TASK TO COMPLETE: Begin your copy at the line that contains "In the photograph above, where can the person raising" and carry it on, exactly, to the last line of the material below.

RECORDS FOR THIS EXERCISE:
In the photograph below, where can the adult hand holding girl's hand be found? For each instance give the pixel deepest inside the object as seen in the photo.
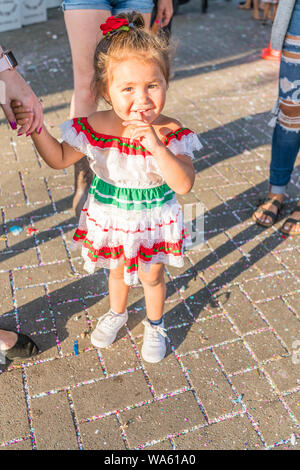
(17, 89)
(145, 133)
(164, 12)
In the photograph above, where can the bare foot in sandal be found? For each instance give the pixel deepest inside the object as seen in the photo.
(256, 15)
(261, 217)
(246, 6)
(292, 225)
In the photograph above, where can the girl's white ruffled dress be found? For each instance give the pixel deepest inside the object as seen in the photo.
(131, 216)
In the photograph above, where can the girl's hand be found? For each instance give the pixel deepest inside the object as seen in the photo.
(164, 12)
(145, 133)
(22, 114)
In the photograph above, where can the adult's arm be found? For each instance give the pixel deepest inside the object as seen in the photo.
(16, 88)
(164, 12)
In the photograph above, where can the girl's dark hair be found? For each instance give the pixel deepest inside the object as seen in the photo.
(136, 41)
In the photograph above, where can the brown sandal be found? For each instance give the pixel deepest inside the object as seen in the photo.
(268, 213)
(293, 221)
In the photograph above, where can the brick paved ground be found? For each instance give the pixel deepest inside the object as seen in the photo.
(230, 379)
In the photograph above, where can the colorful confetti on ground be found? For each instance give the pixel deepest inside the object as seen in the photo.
(230, 379)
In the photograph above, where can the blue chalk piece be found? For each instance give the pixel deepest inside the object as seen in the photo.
(238, 400)
(15, 230)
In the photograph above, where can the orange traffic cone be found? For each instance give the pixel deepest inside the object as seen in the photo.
(270, 54)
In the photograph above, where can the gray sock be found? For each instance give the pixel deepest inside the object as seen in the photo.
(156, 322)
(277, 189)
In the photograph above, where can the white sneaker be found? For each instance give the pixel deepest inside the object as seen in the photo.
(154, 346)
(107, 328)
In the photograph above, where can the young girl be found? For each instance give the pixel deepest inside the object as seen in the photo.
(131, 222)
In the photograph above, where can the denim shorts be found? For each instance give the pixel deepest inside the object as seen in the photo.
(114, 6)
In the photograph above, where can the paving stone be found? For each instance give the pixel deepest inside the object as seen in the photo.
(97, 399)
(265, 345)
(211, 386)
(235, 434)
(283, 320)
(166, 416)
(201, 334)
(61, 373)
(235, 299)
(14, 418)
(264, 407)
(102, 434)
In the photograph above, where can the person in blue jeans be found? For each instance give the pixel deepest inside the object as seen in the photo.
(83, 19)
(286, 135)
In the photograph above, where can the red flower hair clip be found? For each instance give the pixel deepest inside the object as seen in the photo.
(113, 25)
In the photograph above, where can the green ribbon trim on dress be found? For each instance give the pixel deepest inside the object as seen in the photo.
(110, 139)
(130, 198)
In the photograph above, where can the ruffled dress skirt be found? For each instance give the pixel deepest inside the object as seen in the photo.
(133, 227)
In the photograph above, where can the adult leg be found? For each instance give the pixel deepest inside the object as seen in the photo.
(286, 135)
(83, 28)
(83, 102)
(154, 286)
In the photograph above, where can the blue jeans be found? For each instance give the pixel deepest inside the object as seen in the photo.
(286, 136)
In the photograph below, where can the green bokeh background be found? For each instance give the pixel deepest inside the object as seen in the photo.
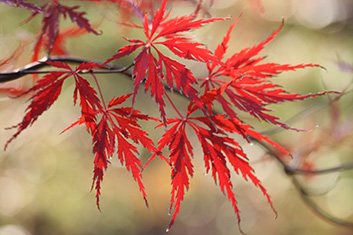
(45, 177)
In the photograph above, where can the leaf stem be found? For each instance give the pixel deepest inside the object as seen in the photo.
(171, 102)
(99, 90)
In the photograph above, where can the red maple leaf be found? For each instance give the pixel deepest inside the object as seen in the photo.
(48, 89)
(218, 148)
(115, 128)
(251, 90)
(50, 29)
(22, 4)
(149, 68)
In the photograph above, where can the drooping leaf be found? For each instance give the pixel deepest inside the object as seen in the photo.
(148, 68)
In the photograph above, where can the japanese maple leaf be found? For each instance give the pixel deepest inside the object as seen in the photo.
(48, 89)
(251, 90)
(50, 29)
(113, 131)
(218, 148)
(149, 67)
(22, 4)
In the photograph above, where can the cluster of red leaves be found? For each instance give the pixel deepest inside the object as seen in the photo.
(247, 88)
(49, 36)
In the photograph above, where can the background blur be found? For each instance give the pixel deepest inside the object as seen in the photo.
(45, 177)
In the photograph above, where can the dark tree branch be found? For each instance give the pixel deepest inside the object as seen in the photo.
(34, 67)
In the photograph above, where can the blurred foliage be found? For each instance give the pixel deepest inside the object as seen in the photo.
(45, 177)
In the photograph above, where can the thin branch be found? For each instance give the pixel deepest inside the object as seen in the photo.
(34, 67)
(300, 171)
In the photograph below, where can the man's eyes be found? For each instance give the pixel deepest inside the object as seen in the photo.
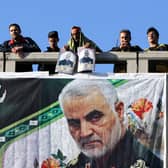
(94, 116)
(74, 123)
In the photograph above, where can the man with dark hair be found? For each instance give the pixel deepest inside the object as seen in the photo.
(79, 40)
(125, 45)
(19, 45)
(153, 40)
(95, 118)
(53, 39)
(154, 45)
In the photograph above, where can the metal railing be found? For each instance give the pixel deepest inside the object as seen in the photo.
(141, 62)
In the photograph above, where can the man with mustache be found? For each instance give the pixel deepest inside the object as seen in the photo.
(96, 122)
(124, 46)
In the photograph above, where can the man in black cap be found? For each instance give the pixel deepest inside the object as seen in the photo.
(53, 40)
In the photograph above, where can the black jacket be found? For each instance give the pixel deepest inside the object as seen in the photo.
(28, 44)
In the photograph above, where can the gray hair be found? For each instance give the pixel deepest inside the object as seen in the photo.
(84, 87)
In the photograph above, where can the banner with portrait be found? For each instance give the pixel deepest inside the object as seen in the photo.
(34, 132)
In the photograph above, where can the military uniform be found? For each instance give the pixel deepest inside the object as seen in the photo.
(121, 67)
(158, 66)
(128, 152)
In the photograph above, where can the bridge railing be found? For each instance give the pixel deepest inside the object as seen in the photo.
(135, 62)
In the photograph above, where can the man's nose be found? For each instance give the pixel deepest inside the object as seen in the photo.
(86, 129)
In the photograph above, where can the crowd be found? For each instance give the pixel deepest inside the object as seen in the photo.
(19, 44)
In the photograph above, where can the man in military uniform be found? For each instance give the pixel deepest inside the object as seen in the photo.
(125, 46)
(95, 118)
(153, 40)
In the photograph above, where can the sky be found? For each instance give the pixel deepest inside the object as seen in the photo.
(100, 20)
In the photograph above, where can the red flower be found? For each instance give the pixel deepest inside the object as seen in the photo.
(141, 106)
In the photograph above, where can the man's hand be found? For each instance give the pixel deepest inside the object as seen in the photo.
(18, 50)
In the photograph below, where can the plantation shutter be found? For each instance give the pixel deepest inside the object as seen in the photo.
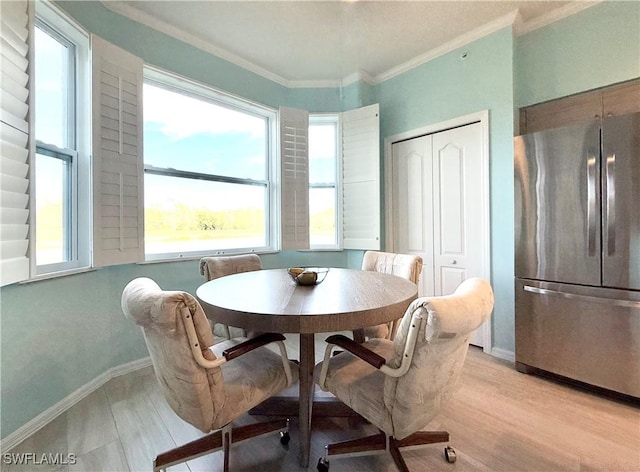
(361, 178)
(294, 165)
(14, 142)
(118, 219)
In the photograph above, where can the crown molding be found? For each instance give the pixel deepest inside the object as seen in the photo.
(572, 8)
(512, 19)
(460, 41)
(164, 27)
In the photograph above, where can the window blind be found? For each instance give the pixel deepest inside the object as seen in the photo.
(14, 142)
(361, 178)
(294, 165)
(118, 233)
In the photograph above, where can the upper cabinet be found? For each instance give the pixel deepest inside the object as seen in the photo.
(618, 99)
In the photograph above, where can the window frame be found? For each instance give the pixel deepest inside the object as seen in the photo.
(320, 119)
(52, 21)
(193, 89)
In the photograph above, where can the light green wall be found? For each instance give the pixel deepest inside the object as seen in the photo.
(448, 87)
(58, 335)
(596, 47)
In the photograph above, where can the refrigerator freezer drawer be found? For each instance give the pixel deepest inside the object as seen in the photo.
(587, 334)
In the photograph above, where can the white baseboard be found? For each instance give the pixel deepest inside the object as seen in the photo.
(503, 354)
(63, 405)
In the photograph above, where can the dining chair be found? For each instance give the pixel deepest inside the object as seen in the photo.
(399, 386)
(408, 266)
(207, 385)
(214, 267)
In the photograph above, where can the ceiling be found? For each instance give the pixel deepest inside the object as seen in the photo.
(315, 43)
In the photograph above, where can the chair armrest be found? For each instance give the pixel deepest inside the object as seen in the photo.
(357, 350)
(251, 344)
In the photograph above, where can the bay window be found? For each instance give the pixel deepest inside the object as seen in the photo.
(61, 166)
(208, 166)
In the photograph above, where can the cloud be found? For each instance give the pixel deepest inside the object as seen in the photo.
(181, 116)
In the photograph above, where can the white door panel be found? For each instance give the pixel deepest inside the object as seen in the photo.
(438, 207)
(411, 169)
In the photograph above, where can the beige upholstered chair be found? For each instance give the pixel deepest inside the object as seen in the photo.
(207, 385)
(218, 266)
(400, 385)
(407, 266)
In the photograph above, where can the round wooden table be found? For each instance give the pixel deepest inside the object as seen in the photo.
(271, 301)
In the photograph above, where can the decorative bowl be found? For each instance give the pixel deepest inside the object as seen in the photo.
(308, 275)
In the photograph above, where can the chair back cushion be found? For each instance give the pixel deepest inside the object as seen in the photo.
(192, 391)
(407, 266)
(446, 325)
(214, 267)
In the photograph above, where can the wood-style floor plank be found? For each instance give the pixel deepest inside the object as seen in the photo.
(499, 420)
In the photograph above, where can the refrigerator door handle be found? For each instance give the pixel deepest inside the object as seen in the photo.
(586, 298)
(610, 175)
(591, 205)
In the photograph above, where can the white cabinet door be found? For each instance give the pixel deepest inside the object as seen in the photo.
(438, 198)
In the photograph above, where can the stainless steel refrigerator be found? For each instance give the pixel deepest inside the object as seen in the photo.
(577, 244)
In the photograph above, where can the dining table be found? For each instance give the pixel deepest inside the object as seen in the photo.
(270, 300)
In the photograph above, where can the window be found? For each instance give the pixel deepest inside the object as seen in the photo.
(61, 167)
(323, 194)
(208, 171)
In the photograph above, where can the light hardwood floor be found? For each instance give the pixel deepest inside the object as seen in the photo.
(499, 420)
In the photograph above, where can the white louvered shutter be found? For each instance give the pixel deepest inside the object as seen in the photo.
(361, 178)
(294, 164)
(14, 141)
(118, 211)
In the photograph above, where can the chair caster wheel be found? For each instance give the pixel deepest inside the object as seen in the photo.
(323, 465)
(450, 454)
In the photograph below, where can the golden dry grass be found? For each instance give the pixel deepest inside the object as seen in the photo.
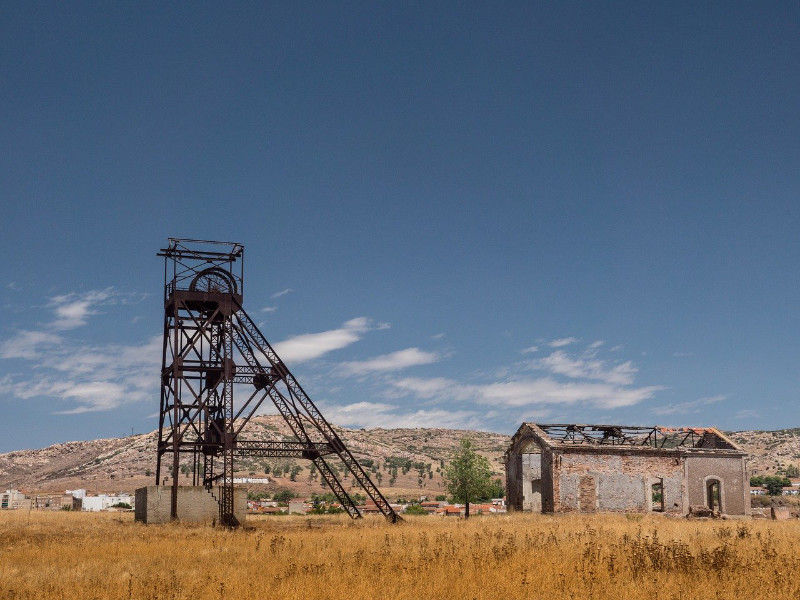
(91, 556)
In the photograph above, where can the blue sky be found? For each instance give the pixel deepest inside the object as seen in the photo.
(454, 214)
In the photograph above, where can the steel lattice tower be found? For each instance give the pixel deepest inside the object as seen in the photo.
(212, 347)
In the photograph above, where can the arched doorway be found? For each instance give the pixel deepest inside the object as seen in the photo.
(714, 494)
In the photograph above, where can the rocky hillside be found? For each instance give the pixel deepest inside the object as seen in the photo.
(404, 462)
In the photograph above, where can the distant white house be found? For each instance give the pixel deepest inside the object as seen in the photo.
(14, 499)
(104, 502)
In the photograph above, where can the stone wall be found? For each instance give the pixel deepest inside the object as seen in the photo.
(617, 481)
(730, 471)
(195, 504)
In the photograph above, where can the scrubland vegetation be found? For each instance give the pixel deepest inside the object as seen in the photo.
(90, 556)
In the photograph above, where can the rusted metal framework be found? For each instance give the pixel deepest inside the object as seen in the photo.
(211, 348)
(623, 435)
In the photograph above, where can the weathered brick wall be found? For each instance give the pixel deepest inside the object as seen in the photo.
(514, 481)
(195, 504)
(732, 474)
(619, 482)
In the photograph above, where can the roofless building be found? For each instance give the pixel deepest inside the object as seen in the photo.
(559, 468)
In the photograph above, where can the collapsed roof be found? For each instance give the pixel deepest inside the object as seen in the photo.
(576, 434)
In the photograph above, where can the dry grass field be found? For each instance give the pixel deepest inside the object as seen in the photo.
(88, 556)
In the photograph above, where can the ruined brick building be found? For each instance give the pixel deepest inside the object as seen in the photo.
(592, 468)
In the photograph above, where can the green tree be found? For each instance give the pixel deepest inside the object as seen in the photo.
(468, 476)
(283, 496)
(415, 509)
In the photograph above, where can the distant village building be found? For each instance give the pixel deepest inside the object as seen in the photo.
(102, 502)
(592, 468)
(14, 500)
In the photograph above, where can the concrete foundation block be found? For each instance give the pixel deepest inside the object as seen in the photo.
(196, 504)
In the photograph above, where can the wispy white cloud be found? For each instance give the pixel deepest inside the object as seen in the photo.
(28, 344)
(586, 366)
(73, 309)
(561, 342)
(747, 414)
(95, 378)
(374, 414)
(309, 346)
(394, 361)
(693, 406)
(527, 392)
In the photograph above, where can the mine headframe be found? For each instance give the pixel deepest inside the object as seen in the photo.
(211, 348)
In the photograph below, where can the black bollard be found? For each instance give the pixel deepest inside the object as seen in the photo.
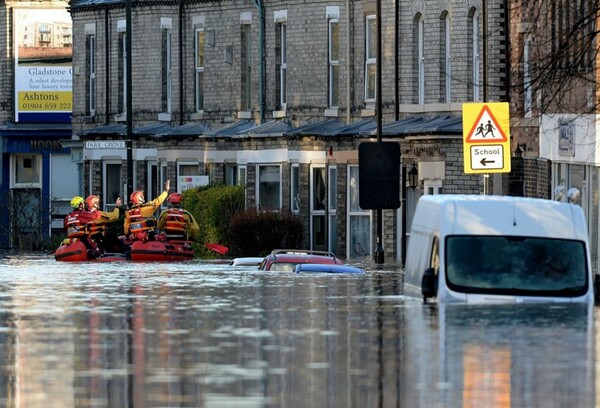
(379, 256)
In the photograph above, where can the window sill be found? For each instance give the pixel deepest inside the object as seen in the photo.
(197, 115)
(164, 117)
(245, 115)
(279, 114)
(332, 112)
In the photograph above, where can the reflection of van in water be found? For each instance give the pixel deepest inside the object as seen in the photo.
(478, 249)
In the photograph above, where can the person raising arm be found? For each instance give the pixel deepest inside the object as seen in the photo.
(139, 220)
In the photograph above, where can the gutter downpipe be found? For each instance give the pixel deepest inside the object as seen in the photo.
(348, 64)
(396, 58)
(181, 107)
(128, 91)
(106, 66)
(261, 52)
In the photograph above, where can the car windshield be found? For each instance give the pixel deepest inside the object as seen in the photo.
(282, 266)
(516, 265)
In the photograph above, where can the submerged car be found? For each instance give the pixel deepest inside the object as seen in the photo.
(287, 259)
(325, 268)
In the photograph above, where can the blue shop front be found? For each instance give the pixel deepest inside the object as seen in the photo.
(40, 174)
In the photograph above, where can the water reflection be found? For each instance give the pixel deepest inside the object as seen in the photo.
(503, 355)
(200, 334)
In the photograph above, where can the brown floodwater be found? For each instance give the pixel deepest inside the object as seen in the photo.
(205, 334)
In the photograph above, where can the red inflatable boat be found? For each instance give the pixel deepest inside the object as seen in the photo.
(77, 252)
(161, 251)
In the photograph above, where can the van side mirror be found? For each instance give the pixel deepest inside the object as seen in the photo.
(429, 284)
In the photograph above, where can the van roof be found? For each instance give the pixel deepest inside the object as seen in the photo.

RESPONSE TO THIS TASK:
In the photograph above, where can the person raising arm be found? For each instance give the pixel deepest inside the object as seen in the photo.
(139, 220)
In the photograph above, where can the gutter downpipe be found? For each instance give the pixel deepest inside the object as seen in the photo.
(348, 64)
(396, 58)
(181, 107)
(128, 91)
(106, 66)
(261, 52)
In the photograph above, where can the car windshield be found? For each instance give the pixel deepest inside the object as seen in the photo.
(282, 266)
(516, 265)
In the photograph above, where can the submerged car be found? For each instance give the pixel deepest inside the object as seen in the photo.
(287, 259)
(325, 268)
In the photograph above, where can the blue shop front be found? For each instance give the pixel deepest inside the object as seen in the photo.
(40, 174)
In the photograph above, where can the water reflection be found? For each instance give the pixel deepest inside the object as seen in the photo.
(503, 355)
(200, 334)
In the photograph above, where can the brown floodwater be found? For each instance give the pixel deepest inside the object as seen in the photo.
(205, 334)
In the photograph above, where can the red inflatable boat be found? For each instance give the pixel deepest inside the object as seen in the photo.
(77, 252)
(161, 251)
In the photograph above, where can the van side mirror be found? For each instance give the pixel deepest inside the object as seen in the photo.
(429, 284)
In the photograph above, where can the van roof be found? For each instance give the pixel deepest inside the object as seen in the photo.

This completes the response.